● **Page text**:
○ ○ ○ ○ ○ ○ ○
Prayer: Lord, grant me the humility to be teachable.
Reflection: What ideas are you clinging to that might be worth a second look? How can open-mindedness help you grow spiritually?
I will praise you, Lord, with all my heart; I will tell of all the wonderful things you have done.
I will sing with joy because of you. I will sing praise to you, Almighty God.
My enemies turn back when you appear; they fall down and die.
The Lord is a refuge for the oppressed, a place of safety in times of trouble.
Those who know you, Lord, will trust you; you do not abandon anyone who comes to you.
Psalm 9: 1-3; 9-10
I will praise you, Lord, with all my heart; I will tell of all the wonderful things you have done. David rejoiced because God protected him from his enemies. His victory over Goliath and foreign armies were renowned, but during his lifetime David also battled enemies closer to home: Saul, his king, and even David’s son Absalom turned against him. David knew it was God’s strength, not his own, that got him through, and gratitude filled him with joy.
My enemies turn back when you appear; they fall down and die. Our opponents may be outside of us. We may also battle enemies within ourselves: destructive habits or character flaws that damage our relationships and peace of mind. These forces might be bigger than we are, but they are not bigger than God. When we surrender our problems to God, seek and act on the guidance we receive, and accept the support of those he puts in our path, our enemies can be turned back. Bad habits wither as we stop acting on them. The sharp words of those trying to hurt us can fall on deaf ears. We can learn to stop reacting to provocation or to side-step meaningless arguments. In light of God’s love for us, we can stop taking hurtful criticism personally as we consider the source. Enemies can lose their power–not because they change but because we change, by God’s grace.
○ ○ ○ ○ ○ ○ ○
● **Work instruction A**: Edit the passage of the Psalm 9 devotional that begins with the words containing "Those who know" and ends with "him with joy.", and in it put "thankfulness" in place of "gratitude".
● **Work instruction B**: Carry the Psalm 9 devotional forward from its final sentence.

● **Dataset excerpts**:
○ ○ ○ ○ ○ ○ ○
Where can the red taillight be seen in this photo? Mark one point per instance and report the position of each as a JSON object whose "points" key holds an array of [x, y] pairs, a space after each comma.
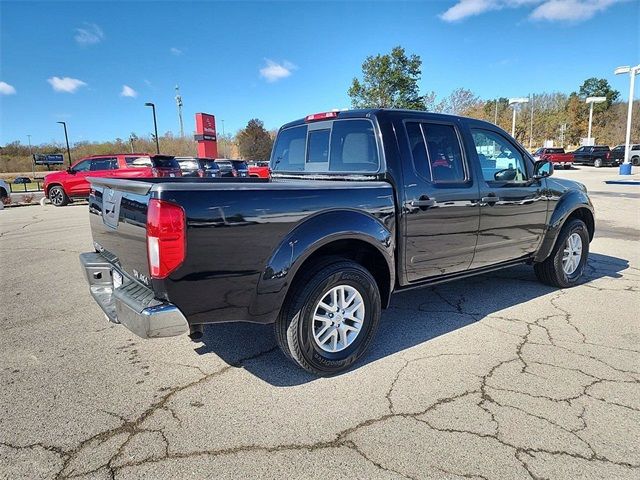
{"points": [[320, 116], [166, 246]]}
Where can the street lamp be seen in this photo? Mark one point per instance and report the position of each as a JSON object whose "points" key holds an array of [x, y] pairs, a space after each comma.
{"points": [[515, 102], [632, 71], [66, 137], [155, 124], [591, 101]]}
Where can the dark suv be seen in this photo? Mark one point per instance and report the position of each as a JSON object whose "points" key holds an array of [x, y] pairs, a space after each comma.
{"points": [[233, 168], [598, 156], [199, 167]]}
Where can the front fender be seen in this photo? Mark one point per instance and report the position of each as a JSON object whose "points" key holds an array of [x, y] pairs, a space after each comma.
{"points": [[567, 204], [311, 235]]}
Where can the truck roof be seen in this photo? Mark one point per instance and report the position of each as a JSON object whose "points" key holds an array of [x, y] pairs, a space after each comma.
{"points": [[369, 112]]}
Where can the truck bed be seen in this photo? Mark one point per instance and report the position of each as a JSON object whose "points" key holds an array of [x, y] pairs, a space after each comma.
{"points": [[233, 229]]}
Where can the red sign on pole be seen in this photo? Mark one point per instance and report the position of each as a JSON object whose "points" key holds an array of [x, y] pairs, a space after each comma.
{"points": [[206, 135]]}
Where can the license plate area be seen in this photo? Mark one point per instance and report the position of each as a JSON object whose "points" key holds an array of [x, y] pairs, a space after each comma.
{"points": [[117, 279]]}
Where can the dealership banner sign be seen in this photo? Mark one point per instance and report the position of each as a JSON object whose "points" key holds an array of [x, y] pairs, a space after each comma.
{"points": [[55, 159]]}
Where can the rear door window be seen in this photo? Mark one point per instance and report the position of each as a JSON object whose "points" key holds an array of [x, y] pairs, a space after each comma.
{"points": [[353, 147], [104, 163], [343, 146], [436, 151], [138, 161], [289, 151], [318, 148]]}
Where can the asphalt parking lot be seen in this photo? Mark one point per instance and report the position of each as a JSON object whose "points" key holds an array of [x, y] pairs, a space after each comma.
{"points": [[494, 377]]}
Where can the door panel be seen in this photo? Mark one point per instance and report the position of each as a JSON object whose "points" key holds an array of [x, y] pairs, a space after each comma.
{"points": [[75, 182], [440, 202], [513, 208]]}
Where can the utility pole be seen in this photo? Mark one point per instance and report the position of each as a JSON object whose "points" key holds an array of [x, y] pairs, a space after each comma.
{"points": [[66, 137], [224, 150], [179, 105], [531, 128], [563, 128], [33, 161], [155, 124]]}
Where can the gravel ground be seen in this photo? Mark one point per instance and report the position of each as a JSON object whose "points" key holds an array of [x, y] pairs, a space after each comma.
{"points": [[492, 377]]}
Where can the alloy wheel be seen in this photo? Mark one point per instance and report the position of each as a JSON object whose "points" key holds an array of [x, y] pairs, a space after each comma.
{"points": [[338, 318], [572, 254]]}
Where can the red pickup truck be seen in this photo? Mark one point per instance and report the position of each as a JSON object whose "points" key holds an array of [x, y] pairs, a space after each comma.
{"points": [[259, 169], [62, 187], [557, 156]]}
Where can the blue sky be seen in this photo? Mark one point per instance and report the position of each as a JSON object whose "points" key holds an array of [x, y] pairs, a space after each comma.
{"points": [[278, 61]]}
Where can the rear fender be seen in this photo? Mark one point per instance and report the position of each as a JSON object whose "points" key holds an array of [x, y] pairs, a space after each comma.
{"points": [[307, 238], [570, 202]]}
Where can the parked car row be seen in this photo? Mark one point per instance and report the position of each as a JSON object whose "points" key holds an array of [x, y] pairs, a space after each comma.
{"points": [[62, 187], [596, 155]]}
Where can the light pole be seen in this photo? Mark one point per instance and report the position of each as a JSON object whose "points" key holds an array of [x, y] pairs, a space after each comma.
{"points": [[155, 124], [632, 71], [66, 137], [591, 101], [33, 161], [531, 129], [515, 102]]}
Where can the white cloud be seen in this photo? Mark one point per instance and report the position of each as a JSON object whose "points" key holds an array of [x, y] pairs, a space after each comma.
{"points": [[571, 10], [468, 8], [65, 84], [127, 91], [551, 10], [90, 34], [6, 89], [273, 71]]}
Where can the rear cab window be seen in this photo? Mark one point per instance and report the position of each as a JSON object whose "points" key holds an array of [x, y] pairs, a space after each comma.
{"points": [[336, 146], [436, 151]]}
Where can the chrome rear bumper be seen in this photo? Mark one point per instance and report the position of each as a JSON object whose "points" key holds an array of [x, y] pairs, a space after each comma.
{"points": [[132, 304]]}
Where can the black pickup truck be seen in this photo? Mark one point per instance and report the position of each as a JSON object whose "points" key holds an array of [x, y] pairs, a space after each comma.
{"points": [[361, 204]]}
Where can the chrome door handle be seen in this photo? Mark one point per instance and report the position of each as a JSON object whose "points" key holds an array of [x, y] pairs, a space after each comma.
{"points": [[423, 202]]}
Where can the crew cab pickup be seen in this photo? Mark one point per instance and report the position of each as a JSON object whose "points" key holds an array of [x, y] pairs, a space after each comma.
{"points": [[361, 204], [62, 187], [557, 156]]}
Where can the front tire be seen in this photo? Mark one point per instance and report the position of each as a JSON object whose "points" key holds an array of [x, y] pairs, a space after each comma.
{"points": [[565, 266], [57, 196], [330, 317]]}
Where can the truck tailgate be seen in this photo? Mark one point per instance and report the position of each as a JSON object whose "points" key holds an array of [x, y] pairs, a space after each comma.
{"points": [[118, 214]]}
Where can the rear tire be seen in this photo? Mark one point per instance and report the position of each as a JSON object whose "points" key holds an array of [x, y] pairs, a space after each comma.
{"points": [[57, 196], [564, 267], [329, 341]]}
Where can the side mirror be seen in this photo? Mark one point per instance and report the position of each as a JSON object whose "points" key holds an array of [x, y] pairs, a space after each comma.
{"points": [[542, 168]]}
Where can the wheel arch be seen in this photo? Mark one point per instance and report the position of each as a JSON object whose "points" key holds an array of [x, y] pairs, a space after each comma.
{"points": [[349, 234], [575, 204]]}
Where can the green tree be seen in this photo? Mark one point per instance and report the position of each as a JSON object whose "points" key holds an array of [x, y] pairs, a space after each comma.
{"points": [[254, 141], [389, 81], [599, 87]]}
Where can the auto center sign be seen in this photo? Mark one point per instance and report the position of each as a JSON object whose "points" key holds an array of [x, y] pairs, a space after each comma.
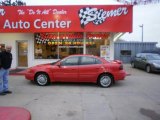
{"points": [[77, 18]]}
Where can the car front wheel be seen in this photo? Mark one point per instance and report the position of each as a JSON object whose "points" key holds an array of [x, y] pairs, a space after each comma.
{"points": [[133, 65], [105, 80], [42, 79], [148, 69]]}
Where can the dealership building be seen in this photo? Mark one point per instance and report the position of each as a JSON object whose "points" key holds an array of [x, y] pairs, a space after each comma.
{"points": [[42, 34]]}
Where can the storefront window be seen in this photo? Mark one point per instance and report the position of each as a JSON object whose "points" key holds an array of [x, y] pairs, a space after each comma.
{"points": [[97, 39], [60, 45], [57, 45]]}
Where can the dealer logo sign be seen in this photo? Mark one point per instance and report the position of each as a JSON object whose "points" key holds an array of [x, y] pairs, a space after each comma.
{"points": [[98, 16], [2, 12]]}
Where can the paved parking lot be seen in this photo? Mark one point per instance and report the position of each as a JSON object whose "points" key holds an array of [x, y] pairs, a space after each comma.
{"points": [[136, 98]]}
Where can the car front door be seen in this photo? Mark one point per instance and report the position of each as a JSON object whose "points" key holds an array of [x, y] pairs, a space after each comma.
{"points": [[67, 71], [89, 69]]}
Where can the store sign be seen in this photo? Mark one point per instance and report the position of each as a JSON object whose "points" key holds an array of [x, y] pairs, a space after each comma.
{"points": [[84, 18]]}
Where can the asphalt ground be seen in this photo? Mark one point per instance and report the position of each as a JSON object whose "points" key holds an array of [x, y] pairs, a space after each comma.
{"points": [[135, 98]]}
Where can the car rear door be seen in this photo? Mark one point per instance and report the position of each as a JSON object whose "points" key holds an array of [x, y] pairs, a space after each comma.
{"points": [[68, 70], [89, 69]]}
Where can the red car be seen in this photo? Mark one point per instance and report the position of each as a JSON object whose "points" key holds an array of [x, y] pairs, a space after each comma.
{"points": [[78, 68]]}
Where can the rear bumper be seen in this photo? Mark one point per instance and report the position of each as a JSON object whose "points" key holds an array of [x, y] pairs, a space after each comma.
{"points": [[155, 69], [120, 75], [29, 76]]}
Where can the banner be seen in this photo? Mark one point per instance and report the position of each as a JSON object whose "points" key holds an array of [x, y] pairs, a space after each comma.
{"points": [[75, 18]]}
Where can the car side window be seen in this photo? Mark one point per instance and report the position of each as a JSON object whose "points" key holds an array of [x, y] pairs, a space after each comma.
{"points": [[89, 60], [71, 61], [138, 55]]}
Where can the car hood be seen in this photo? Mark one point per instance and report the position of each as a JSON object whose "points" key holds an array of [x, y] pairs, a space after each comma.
{"points": [[43, 65], [154, 61]]}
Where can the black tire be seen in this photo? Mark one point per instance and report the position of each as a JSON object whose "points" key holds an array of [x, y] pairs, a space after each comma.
{"points": [[148, 69], [105, 80], [133, 65], [42, 79]]}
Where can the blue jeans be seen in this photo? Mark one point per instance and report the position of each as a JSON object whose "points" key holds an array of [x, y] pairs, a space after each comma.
{"points": [[4, 79]]}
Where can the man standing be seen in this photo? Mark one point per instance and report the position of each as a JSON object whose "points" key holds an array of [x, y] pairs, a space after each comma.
{"points": [[5, 64]]}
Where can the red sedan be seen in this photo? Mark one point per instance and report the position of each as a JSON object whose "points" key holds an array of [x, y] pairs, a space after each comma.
{"points": [[78, 68]]}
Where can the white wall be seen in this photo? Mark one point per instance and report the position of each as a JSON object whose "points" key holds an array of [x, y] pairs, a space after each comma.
{"points": [[10, 39], [148, 15]]}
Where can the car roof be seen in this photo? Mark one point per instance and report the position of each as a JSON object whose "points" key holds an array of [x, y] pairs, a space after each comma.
{"points": [[148, 53]]}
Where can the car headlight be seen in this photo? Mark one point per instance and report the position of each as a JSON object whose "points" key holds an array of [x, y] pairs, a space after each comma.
{"points": [[30, 70], [156, 65]]}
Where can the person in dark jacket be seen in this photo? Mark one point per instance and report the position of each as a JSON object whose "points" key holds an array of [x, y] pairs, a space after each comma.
{"points": [[5, 64]]}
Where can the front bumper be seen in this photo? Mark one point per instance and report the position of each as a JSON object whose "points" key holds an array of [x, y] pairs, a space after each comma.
{"points": [[120, 75]]}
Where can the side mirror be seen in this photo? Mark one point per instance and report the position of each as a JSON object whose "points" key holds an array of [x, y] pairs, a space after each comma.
{"points": [[144, 59], [59, 64]]}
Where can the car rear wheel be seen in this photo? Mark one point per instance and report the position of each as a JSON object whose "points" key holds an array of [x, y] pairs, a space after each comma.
{"points": [[133, 65], [105, 80], [148, 69], [42, 79]]}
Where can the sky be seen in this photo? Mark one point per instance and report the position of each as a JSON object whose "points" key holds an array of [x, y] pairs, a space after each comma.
{"points": [[148, 15], [69, 2]]}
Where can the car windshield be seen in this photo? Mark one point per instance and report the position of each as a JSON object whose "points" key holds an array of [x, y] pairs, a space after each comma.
{"points": [[153, 57], [55, 62]]}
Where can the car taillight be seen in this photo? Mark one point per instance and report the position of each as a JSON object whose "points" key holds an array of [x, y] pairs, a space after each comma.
{"points": [[121, 67]]}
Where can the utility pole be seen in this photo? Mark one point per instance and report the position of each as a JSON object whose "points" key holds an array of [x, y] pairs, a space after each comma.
{"points": [[141, 31]]}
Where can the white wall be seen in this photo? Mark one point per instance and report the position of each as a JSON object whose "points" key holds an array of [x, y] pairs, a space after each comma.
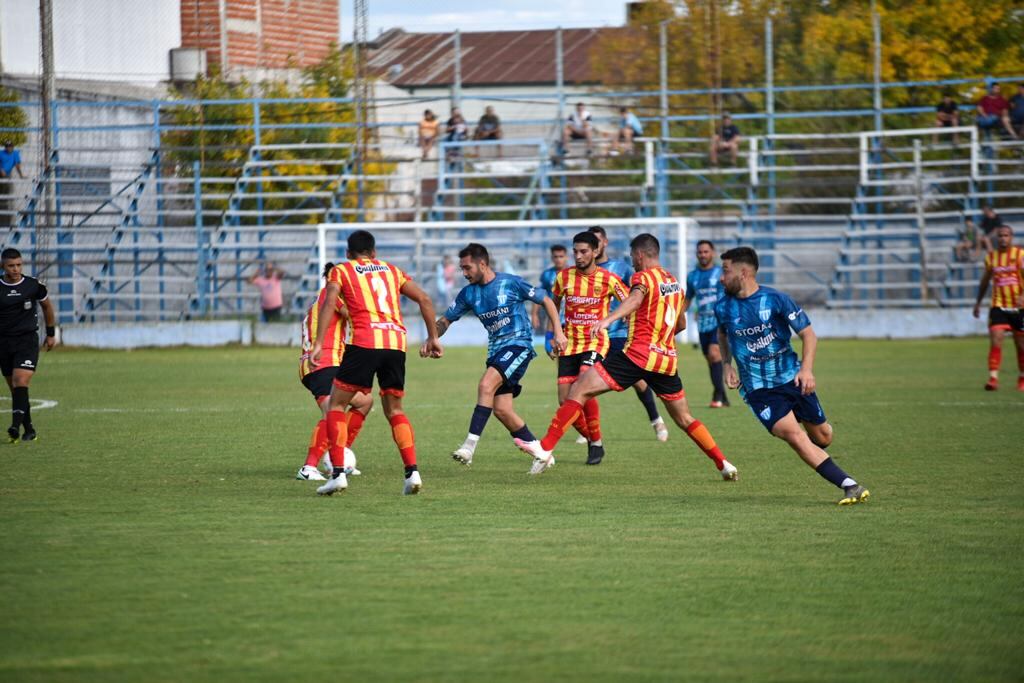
{"points": [[105, 40]]}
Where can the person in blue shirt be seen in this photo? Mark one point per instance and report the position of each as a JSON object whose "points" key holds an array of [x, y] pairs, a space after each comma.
{"points": [[704, 285], [499, 300], [620, 331], [559, 261], [755, 327]]}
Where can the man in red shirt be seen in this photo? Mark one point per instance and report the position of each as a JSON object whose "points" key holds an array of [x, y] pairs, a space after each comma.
{"points": [[993, 110]]}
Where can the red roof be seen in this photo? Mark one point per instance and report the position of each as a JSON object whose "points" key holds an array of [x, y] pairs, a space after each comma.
{"points": [[492, 57]]}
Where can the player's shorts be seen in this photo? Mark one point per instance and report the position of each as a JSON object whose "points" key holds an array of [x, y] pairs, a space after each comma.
{"points": [[571, 367], [772, 404], [1006, 318], [511, 361], [707, 339], [360, 365], [320, 382], [621, 373], [18, 352]]}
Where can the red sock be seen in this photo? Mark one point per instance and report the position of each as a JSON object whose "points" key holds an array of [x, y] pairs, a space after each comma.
{"points": [[566, 415], [337, 434], [317, 443], [401, 432], [593, 413], [355, 420], [702, 438]]}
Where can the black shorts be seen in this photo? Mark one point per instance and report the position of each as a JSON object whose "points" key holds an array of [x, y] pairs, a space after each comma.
{"points": [[359, 366], [621, 373], [1006, 318], [570, 367], [320, 382], [18, 352]]}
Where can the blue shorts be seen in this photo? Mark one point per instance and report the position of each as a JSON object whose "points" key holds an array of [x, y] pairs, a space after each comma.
{"points": [[772, 404], [707, 339], [511, 361]]}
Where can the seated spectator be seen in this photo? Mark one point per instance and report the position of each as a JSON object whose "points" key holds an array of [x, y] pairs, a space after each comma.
{"points": [[428, 132], [946, 116], [579, 126], [1017, 111], [727, 138], [629, 127], [992, 111]]}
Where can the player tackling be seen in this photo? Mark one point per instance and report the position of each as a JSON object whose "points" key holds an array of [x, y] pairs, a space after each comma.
{"points": [[754, 327]]}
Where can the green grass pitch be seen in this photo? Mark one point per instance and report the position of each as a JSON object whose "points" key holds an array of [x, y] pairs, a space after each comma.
{"points": [[155, 532]]}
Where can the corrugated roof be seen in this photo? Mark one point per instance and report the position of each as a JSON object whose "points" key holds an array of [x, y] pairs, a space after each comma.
{"points": [[491, 57]]}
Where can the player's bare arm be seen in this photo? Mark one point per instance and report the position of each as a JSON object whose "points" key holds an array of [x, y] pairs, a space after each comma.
{"points": [[805, 378], [50, 318], [432, 346]]}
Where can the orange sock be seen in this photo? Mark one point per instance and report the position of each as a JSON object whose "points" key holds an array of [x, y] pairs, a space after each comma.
{"points": [[401, 432], [317, 443], [355, 420], [337, 434], [702, 438], [593, 415]]}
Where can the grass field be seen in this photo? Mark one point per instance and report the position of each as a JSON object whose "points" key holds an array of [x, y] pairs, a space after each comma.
{"points": [[155, 534]]}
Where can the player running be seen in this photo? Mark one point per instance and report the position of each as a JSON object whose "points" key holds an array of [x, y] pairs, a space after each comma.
{"points": [[370, 290], [318, 377], [498, 299], [704, 285], [754, 327], [1005, 269], [19, 338], [620, 331], [655, 316], [559, 259], [587, 291]]}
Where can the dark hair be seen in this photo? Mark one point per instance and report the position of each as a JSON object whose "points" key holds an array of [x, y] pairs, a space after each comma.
{"points": [[587, 238], [647, 244], [361, 242], [476, 252], [742, 255]]}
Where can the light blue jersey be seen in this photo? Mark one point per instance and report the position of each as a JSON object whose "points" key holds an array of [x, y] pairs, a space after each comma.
{"points": [[759, 332], [500, 305], [705, 288], [620, 329]]}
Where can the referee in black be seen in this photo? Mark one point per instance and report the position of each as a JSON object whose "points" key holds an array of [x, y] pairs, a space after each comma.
{"points": [[19, 338]]}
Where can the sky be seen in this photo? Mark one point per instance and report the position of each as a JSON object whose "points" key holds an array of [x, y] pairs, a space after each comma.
{"points": [[434, 15]]}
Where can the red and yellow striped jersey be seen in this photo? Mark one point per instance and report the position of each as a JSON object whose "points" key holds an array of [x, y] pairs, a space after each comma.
{"points": [[371, 291], [334, 341], [651, 343], [587, 301], [1007, 266]]}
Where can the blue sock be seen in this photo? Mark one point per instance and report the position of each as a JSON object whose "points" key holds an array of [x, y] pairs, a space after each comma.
{"points": [[523, 434], [647, 398], [479, 420], [834, 473]]}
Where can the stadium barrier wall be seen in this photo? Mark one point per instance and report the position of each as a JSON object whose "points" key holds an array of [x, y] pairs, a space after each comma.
{"points": [[866, 324]]}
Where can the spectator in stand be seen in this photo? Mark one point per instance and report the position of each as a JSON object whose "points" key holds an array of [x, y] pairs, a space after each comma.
{"points": [[270, 299], [580, 126], [428, 132], [629, 127], [1017, 111], [993, 110], [727, 138], [946, 116]]}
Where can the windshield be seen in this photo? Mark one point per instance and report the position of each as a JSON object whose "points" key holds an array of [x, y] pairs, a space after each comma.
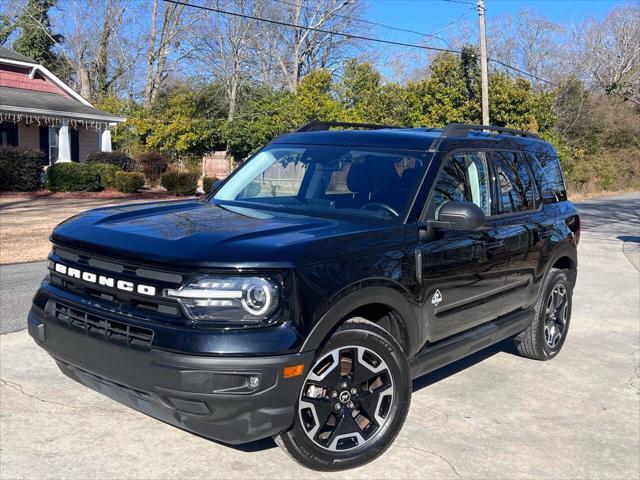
{"points": [[327, 180]]}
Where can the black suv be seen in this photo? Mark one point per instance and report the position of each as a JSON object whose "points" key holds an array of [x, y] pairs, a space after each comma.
{"points": [[302, 296]]}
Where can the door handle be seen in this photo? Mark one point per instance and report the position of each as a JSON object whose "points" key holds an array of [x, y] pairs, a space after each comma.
{"points": [[495, 244]]}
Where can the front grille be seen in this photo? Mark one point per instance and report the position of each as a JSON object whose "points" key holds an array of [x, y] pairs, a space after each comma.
{"points": [[109, 330], [150, 308]]}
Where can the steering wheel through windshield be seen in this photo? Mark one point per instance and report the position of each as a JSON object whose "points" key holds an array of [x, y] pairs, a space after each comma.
{"points": [[381, 207]]}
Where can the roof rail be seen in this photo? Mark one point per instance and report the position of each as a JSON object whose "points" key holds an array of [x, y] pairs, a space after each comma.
{"points": [[317, 126], [461, 130]]}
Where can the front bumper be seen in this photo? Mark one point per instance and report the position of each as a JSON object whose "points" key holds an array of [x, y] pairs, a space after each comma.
{"points": [[208, 395]]}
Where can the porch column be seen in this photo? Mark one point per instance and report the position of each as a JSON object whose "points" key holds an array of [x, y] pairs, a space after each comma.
{"points": [[64, 143], [105, 140]]}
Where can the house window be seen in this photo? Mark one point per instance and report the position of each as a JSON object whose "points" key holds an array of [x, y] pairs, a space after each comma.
{"points": [[8, 134], [53, 144]]}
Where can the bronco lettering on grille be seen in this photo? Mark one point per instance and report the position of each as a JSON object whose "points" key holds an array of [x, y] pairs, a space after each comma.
{"points": [[104, 281]]}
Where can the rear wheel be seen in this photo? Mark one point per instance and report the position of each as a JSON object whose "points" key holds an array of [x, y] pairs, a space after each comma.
{"points": [[548, 330], [353, 401]]}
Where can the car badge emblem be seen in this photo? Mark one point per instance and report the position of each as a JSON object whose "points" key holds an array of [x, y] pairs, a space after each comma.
{"points": [[437, 298]]}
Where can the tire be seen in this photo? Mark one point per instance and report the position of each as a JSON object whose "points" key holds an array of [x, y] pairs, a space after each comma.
{"points": [[540, 341], [375, 408]]}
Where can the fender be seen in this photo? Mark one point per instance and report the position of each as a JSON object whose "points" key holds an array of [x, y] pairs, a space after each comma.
{"points": [[564, 249], [366, 296]]}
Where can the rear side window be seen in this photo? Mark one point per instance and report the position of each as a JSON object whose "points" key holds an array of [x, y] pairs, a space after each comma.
{"points": [[546, 167], [463, 178], [516, 191]]}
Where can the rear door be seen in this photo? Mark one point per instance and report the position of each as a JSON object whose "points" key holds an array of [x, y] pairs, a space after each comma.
{"points": [[518, 208], [463, 273]]}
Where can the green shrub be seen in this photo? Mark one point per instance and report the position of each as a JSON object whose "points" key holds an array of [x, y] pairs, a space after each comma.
{"points": [[129, 182], [107, 173], [20, 169], [73, 177], [153, 165], [112, 158], [180, 183], [207, 184]]}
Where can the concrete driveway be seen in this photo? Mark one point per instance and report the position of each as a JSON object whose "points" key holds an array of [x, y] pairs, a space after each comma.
{"points": [[494, 415]]}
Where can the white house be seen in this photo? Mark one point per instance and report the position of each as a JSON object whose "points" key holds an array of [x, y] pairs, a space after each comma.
{"points": [[39, 111]]}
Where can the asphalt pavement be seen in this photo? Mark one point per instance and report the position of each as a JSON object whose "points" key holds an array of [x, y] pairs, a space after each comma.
{"points": [[18, 283], [493, 415]]}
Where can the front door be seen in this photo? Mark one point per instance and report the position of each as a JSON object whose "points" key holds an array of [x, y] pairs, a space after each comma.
{"points": [[463, 273]]}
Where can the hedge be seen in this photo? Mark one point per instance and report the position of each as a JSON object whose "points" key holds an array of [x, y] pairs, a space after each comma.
{"points": [[153, 165], [129, 182], [113, 158], [107, 173], [207, 184], [73, 177], [20, 169], [180, 183]]}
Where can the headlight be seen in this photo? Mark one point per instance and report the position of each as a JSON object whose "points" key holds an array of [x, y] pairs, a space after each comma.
{"points": [[228, 299]]}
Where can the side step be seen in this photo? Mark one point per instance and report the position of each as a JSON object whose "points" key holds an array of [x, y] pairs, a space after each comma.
{"points": [[459, 346]]}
○ ○ ○ ○ ○ ○ ○
● **Expected answer A**:
Those who know you, Lord, will trust you; you do not abandon anyone who comes to you.
Psalm 9: 1-3; 9-10
I will praise you, Lord, with all my heart; I will tell of all the wonderful things you have done. David rejoiced because God protected him from his enemies. His victory over Goliath and foreign armies were renowned, but during his lifetime David also battled enemies closer to home: Saul, his king, and even David’s son Absalom turned against him. David knew it was God’s strength, not his own, that got him through, and thankfulness filled him with joy.

● **Expected answer B**:
The Lord is a refuge for the oppressed, a place of safety in times of trouble. The Lord truly is a refuge; his loving arms are always open, so we never have to face anything alone. He loves us as we are, warts and all…but he loves us too much to leave us that way. Nothing we have done could make him reject us, if we turn to him. Bathed in his love, the enemies—willfulness, greed, hatred and the like—will die. That doesn’t mean the trouble will magically disappear, but that God welcomes us, no matter what. Safety doesn’t always mean problems go away. Sometimes it means God’s Spirit empowers us to cope with the problems and endure. We grow as we walk through the problems and come out the other side.
Those who know you, Lord, will trust you; you do not abandon anyone who comes to you. It isn’t always easy to trust God. It’s scary to let go of control; we don’t know how things will turn out. The truth is, we’re not in control anyway. What we often have is the illusion of control. God, the almighty Creator of the universe, is in control. And it is safe to trust him. If we don’t trust him, maybe it’s because we don’t know him well enough. As we come to know him better, trust can grow. Maybe we fear things won’t turn out our way. Maybe they won’t, but do we really know better than God? As we come to know God as all wise, all loving, and all powerful, we can trust that things will turn out well—even if things don’t turn out our way. Maybe we fear a punishing God. Knowing him better will reassure us of his forgiveness. As we experience his presence and love in our lives or listen to those who know him better, we can be reassured. After all, Jesus forgave those who crucified him. What more reassurance could we want?
How about you?
- What wonderful things has God done in your life?
- Can you thank God for the things that bring you joy?
- Who or what are your enemies?
- How has God guided or helped you in facing trouble in the past?
- What actions might God be prompting you to take in coping with current conflicts?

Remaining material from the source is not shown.